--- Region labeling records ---
--

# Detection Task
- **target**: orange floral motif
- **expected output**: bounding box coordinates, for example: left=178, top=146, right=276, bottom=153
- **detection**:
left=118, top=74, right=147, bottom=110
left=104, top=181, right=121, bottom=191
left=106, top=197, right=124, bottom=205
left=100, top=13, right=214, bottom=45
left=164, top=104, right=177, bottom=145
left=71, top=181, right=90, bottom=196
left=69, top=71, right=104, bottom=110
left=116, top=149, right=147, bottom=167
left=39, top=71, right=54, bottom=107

--

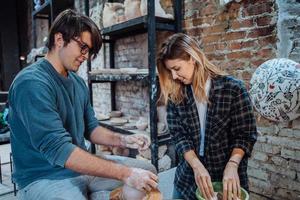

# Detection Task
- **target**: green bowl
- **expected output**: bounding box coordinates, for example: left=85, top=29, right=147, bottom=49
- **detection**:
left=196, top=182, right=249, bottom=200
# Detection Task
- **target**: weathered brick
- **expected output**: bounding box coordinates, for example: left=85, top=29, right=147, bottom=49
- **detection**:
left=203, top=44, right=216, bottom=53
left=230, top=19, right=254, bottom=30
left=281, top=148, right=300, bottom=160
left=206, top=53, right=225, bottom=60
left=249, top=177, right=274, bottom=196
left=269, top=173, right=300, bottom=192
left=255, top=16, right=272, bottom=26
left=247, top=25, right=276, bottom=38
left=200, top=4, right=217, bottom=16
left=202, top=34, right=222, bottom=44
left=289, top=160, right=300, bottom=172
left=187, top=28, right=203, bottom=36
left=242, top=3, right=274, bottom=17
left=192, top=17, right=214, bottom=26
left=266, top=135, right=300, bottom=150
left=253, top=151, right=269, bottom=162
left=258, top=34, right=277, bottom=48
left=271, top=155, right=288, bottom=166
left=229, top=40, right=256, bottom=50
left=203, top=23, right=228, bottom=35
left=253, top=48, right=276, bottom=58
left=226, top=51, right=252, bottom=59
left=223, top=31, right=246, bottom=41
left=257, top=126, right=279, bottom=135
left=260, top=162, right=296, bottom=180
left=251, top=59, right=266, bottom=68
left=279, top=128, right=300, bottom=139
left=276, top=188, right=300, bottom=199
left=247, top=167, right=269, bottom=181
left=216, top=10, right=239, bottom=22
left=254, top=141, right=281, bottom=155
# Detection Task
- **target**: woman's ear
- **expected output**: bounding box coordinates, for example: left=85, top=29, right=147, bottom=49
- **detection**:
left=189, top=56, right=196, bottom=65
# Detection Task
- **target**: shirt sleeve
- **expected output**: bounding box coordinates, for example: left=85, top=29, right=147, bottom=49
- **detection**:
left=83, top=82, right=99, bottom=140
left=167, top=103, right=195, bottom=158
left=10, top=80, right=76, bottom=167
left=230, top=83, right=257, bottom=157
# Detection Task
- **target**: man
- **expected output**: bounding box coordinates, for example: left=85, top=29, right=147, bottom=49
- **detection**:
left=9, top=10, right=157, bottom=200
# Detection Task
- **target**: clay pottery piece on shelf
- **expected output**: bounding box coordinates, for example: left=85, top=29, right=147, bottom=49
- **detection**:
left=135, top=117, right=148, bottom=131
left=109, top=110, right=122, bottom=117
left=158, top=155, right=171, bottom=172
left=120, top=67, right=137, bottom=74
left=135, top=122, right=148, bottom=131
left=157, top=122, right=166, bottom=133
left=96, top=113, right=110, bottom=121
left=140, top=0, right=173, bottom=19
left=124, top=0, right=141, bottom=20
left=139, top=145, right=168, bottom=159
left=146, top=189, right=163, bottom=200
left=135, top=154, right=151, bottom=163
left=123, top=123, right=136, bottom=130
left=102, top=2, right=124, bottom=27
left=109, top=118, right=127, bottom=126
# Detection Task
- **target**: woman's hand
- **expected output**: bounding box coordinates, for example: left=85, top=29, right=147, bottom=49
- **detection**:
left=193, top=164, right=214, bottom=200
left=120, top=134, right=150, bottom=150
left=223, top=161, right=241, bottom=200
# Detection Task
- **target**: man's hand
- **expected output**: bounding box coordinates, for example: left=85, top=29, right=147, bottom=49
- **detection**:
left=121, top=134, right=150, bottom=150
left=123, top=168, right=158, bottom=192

--

--- What the exercise asks ---
Pick out every line in the records above that contains the word "woman", and copy each one unchanged.

--- Result ---
- **target**: woman's ear
- **target**: woman's hand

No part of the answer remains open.